===== Provided information

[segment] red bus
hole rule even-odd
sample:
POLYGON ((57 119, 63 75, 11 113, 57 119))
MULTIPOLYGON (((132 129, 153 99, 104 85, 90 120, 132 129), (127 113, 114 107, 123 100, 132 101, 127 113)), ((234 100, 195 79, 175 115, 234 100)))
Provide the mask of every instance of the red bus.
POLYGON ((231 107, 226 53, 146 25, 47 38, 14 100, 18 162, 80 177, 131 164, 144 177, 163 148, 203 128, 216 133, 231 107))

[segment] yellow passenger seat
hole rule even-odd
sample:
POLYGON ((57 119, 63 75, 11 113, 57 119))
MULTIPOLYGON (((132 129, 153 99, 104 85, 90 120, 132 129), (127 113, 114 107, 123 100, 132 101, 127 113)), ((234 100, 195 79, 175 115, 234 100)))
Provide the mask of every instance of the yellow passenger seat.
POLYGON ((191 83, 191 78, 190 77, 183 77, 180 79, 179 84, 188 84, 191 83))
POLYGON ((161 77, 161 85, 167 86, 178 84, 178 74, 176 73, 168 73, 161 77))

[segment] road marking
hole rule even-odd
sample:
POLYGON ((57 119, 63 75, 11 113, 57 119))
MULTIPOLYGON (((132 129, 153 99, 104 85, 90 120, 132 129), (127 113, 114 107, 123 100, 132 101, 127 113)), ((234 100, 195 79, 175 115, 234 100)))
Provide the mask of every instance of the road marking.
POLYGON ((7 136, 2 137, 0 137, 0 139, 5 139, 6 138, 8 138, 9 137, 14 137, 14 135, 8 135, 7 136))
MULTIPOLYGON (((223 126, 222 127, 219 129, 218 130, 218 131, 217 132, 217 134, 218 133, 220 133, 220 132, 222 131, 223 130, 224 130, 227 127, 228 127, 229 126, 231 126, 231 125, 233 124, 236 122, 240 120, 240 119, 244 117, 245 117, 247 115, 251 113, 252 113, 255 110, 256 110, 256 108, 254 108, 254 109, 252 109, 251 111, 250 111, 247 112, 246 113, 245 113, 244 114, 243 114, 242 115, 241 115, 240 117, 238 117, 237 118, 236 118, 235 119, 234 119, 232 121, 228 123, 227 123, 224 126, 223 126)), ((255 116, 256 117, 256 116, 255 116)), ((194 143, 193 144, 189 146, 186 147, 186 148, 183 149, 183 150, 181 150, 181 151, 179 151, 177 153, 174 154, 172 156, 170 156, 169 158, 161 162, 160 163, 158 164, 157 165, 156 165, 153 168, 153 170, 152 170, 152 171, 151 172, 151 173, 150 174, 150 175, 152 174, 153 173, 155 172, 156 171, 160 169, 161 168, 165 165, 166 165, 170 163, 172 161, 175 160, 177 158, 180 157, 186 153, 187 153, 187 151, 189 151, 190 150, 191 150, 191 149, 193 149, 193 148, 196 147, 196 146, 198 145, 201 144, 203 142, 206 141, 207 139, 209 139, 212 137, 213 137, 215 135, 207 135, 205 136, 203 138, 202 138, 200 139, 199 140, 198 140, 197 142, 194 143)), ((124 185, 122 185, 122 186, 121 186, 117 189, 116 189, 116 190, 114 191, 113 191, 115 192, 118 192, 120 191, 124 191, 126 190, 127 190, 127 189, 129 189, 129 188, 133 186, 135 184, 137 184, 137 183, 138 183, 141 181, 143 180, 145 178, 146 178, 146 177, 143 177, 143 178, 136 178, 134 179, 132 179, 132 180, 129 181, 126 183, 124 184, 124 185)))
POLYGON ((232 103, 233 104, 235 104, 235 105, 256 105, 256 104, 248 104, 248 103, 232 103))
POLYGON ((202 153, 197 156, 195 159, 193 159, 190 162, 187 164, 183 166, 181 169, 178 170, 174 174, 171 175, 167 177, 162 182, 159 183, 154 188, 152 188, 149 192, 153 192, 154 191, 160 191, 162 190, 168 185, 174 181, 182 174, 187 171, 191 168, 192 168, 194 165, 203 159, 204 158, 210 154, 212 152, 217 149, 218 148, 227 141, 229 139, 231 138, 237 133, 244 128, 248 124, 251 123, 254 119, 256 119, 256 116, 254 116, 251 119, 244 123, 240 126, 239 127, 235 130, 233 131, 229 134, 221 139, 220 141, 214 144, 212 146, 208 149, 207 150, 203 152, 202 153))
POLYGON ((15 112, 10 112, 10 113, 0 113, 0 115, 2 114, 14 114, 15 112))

==========

■ Objective
Can you copy out word for word the part of the items above that opens with the line containing "[segment] yellow passenger seat" and closes with the line containing "POLYGON ((161 77, 161", with both of those lines included?

■ Problem solution
[segment] yellow passenger seat
hole rule even-odd
sample:
POLYGON ((57 119, 63 75, 11 113, 57 119))
MULTIPOLYGON (((132 129, 153 99, 104 85, 90 120, 132 129), (127 113, 114 107, 123 100, 132 101, 127 113)), ((234 100, 195 79, 175 115, 234 100)))
Provide the mask of every instance of the yellow passenger seat.
POLYGON ((191 83, 191 78, 190 77, 183 77, 180 79, 179 84, 188 84, 191 83))
POLYGON ((161 77, 161 85, 167 86, 178 84, 178 74, 176 73, 168 73, 161 77))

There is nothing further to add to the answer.